» **Work required**: Render the rows below as a numbered list with blank lines left out. Include only the part that opens with the line containing "(format x=975, y=680)" and closes with the line containing "x=589, y=481", both ends included.

Point annotation dataset records:

· · · · ·

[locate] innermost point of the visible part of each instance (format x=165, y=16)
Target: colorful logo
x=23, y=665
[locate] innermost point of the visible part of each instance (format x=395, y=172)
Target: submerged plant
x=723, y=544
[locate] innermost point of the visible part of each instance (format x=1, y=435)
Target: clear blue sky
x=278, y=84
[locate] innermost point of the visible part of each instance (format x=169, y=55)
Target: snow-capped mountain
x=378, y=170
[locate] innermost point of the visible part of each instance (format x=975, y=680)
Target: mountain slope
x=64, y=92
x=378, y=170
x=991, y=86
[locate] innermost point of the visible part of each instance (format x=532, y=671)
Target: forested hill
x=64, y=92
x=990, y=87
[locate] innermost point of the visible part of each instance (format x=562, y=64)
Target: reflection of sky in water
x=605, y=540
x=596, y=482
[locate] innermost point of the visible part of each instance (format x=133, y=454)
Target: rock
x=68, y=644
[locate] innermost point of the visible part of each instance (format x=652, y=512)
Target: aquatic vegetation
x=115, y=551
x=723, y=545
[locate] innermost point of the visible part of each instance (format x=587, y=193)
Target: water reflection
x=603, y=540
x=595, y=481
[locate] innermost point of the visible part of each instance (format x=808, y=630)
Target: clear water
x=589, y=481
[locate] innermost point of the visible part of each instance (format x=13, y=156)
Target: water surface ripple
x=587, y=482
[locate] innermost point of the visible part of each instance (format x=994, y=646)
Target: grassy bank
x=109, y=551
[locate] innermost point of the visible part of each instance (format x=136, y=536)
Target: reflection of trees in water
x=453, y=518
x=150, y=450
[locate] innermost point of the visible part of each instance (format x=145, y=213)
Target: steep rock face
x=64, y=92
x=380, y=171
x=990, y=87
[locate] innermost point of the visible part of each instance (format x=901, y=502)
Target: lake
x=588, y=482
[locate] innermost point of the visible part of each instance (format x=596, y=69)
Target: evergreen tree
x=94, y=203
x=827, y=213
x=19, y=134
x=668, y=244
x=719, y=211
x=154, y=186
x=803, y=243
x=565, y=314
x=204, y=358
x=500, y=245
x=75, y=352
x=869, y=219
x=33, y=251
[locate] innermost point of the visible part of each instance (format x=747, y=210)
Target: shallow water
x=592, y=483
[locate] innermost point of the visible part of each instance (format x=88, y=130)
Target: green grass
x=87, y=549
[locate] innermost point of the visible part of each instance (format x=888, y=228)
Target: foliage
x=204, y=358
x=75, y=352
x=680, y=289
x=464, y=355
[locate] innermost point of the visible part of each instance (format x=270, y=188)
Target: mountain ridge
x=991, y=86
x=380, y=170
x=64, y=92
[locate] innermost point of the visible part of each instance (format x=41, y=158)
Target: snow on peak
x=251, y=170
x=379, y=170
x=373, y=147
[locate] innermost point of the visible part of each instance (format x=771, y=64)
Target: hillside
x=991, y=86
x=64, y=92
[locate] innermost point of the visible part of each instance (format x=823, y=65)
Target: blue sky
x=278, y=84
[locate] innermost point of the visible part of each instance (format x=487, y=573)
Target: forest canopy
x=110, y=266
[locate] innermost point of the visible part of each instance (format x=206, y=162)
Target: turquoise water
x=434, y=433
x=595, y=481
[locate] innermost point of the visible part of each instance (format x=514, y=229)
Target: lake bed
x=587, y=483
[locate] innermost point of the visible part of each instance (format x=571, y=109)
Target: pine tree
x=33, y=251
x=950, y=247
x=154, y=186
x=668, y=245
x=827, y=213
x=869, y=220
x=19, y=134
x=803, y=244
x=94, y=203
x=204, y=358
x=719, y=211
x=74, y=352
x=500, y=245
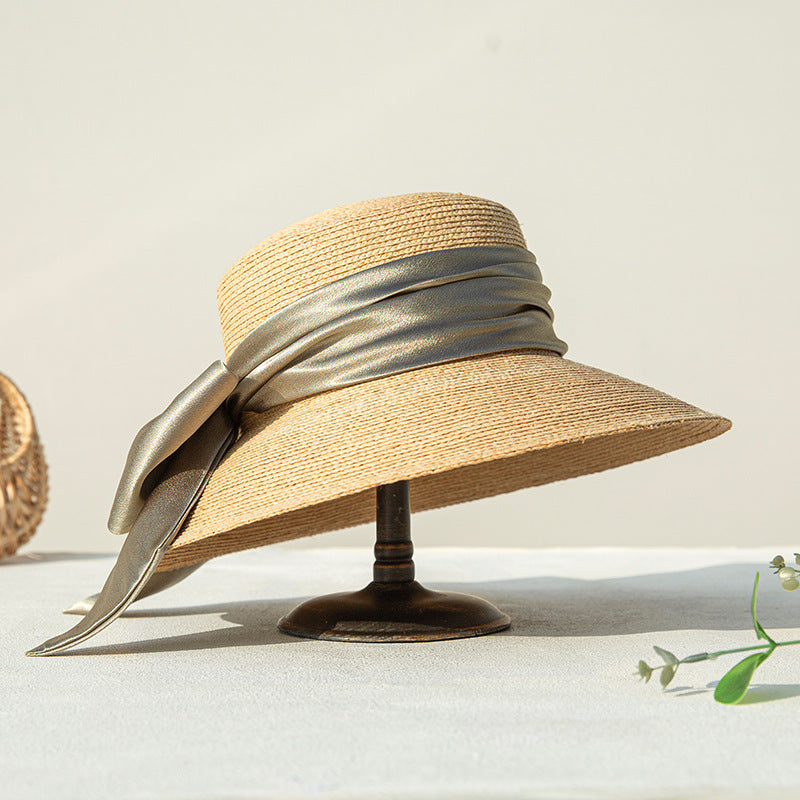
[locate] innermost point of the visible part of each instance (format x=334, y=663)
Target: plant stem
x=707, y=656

· · · · ·

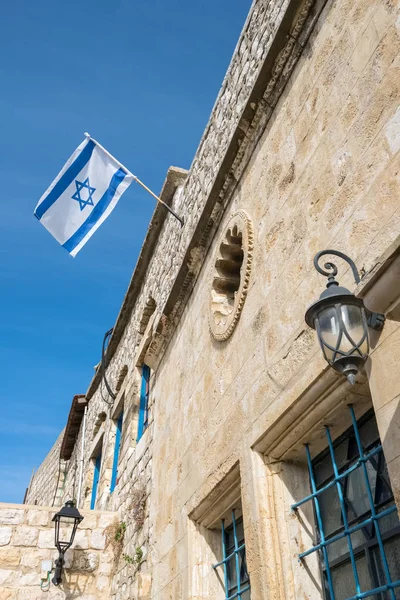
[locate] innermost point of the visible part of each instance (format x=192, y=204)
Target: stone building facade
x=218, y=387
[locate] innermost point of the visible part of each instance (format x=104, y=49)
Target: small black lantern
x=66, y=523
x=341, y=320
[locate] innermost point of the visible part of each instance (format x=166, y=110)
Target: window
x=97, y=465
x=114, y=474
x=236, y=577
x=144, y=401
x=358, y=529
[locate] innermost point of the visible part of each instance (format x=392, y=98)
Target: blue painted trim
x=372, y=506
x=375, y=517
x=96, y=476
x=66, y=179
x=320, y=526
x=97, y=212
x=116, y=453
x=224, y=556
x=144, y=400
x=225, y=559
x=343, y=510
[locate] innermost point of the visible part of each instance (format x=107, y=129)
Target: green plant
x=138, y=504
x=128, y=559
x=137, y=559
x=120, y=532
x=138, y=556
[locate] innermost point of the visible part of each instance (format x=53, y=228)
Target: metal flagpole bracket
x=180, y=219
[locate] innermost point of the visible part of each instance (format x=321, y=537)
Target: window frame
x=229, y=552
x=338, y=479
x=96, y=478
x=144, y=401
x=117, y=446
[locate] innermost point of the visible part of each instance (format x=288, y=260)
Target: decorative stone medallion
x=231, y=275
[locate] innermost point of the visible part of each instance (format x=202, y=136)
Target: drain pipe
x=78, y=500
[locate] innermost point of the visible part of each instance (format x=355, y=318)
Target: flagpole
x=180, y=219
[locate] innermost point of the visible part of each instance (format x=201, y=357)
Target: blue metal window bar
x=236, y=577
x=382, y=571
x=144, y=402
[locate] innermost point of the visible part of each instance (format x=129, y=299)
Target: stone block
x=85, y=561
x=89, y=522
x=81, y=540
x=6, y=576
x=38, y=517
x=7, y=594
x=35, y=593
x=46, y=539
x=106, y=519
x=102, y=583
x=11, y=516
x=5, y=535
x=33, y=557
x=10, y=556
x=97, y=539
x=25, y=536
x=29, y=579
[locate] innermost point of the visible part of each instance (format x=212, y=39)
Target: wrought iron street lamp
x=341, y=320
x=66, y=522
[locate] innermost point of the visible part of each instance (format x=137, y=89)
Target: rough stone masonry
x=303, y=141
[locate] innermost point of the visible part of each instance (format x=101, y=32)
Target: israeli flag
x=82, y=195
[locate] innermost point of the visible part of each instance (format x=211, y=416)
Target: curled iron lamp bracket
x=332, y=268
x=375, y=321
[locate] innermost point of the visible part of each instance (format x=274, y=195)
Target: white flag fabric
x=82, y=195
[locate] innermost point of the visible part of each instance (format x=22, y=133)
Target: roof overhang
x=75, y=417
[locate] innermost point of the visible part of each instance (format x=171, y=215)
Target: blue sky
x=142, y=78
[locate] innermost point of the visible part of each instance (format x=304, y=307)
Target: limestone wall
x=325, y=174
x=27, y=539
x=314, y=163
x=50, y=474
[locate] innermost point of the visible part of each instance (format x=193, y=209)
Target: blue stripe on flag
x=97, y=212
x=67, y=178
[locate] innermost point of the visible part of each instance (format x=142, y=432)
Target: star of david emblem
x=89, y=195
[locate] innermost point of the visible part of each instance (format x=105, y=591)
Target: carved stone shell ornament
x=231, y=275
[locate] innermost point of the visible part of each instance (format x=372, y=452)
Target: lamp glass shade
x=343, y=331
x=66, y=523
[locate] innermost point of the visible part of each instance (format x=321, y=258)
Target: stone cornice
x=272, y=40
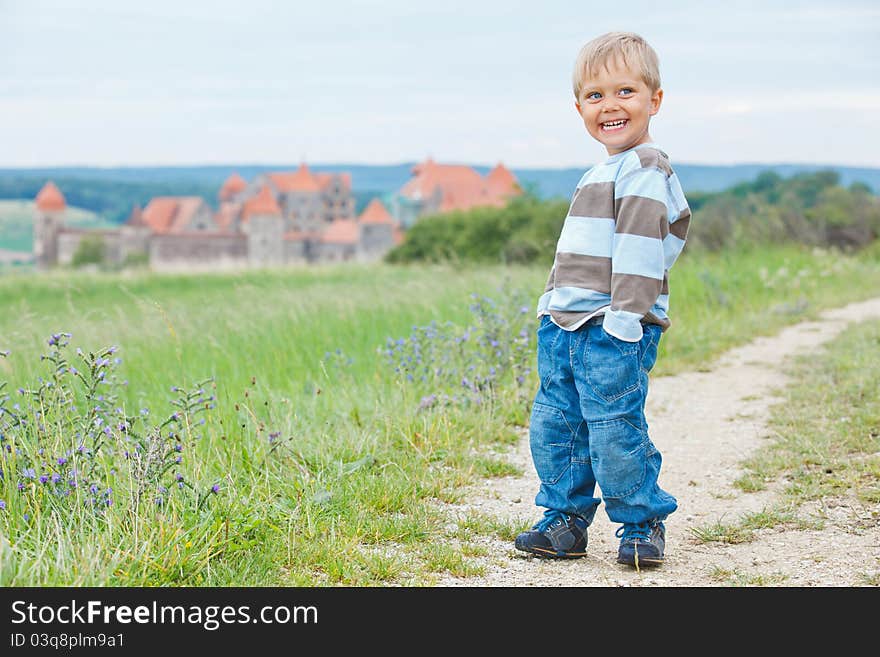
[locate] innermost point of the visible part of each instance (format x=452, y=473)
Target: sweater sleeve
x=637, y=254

· · · · ·

» **Result below**:
1. [locate] innermost point of the visible part of each instance (format x=975, y=680)
2. Target: mountain slope
3. x=64, y=92
4. x=378, y=170
5. x=991, y=86
6. [locate] innermost point of the visible part of each instance (format x=532, y=671)
7. Target: forested hill
8. x=64, y=92
9. x=990, y=87
10. [locate] innermost point of the visible part of each instance (format x=562, y=64)
11. Target: reflection of sky in water
12. x=605, y=540
13. x=596, y=482
14. [locate] innermost point of the visible part of each instance (format x=133, y=454)
15. Target: rock
16. x=68, y=644
17. [locate] innermost point of the visible part of each instance (format x=652, y=512)
18. Target: aquatic vegetation
19. x=115, y=551
20. x=723, y=545
21. [locate] innermost point of the visible part of each instance (format x=587, y=193)
22. Target: water reflection
23. x=603, y=540
24. x=595, y=481
25. [locate] innermost point of the visible part of each instance (format x=808, y=630)
26. Target: clear water
27. x=589, y=481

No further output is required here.